_STATED PROBLEM_. Pick out each line in the records below that contains the string "walking", and copy every such line in full.

■ ■ ■ ■ ■ ■ ■

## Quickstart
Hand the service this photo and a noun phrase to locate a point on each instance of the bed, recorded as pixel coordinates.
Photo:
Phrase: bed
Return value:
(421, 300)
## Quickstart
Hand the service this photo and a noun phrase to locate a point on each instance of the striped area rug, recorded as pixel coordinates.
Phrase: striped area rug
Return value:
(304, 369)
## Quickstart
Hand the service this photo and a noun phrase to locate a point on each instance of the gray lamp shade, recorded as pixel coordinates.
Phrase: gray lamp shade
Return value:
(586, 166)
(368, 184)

■ ■ ■ ■ ■ ■ ■

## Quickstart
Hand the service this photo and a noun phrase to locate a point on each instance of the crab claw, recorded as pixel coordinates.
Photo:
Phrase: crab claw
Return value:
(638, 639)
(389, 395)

■ ■ ■ ■ ■ ■ ■

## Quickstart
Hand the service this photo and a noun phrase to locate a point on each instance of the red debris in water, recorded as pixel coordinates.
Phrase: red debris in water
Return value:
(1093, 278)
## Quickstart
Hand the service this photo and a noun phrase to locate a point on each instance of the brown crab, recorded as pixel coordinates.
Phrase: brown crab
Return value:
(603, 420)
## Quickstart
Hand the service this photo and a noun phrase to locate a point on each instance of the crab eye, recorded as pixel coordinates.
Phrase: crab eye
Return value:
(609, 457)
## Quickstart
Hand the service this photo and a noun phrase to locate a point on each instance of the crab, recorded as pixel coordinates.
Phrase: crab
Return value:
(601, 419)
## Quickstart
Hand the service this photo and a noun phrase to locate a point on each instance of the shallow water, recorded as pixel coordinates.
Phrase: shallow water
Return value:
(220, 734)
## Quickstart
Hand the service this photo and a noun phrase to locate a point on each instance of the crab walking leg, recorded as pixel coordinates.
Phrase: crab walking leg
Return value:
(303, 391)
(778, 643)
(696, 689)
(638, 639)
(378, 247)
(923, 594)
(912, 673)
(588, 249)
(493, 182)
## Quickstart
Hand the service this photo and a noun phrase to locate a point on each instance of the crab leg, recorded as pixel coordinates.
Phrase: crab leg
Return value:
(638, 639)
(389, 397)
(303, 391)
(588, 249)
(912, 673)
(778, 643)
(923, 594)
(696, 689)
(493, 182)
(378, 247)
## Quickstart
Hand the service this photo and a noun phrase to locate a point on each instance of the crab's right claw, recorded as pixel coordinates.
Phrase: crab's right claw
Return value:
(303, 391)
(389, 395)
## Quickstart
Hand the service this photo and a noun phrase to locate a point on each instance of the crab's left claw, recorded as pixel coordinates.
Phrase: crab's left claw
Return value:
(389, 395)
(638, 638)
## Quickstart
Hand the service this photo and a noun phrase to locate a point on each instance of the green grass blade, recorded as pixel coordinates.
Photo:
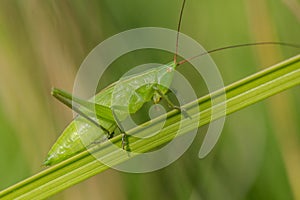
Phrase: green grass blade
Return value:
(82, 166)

■ ■ ■ ■ ■ ■ ■

_OUTPUT OF THE EXERCISE_.
Hand the service this photo and a noun phrase to locate a point on each instance of the crab walking leg, recorded as pixel coordinates.
Phrase: crab walking leg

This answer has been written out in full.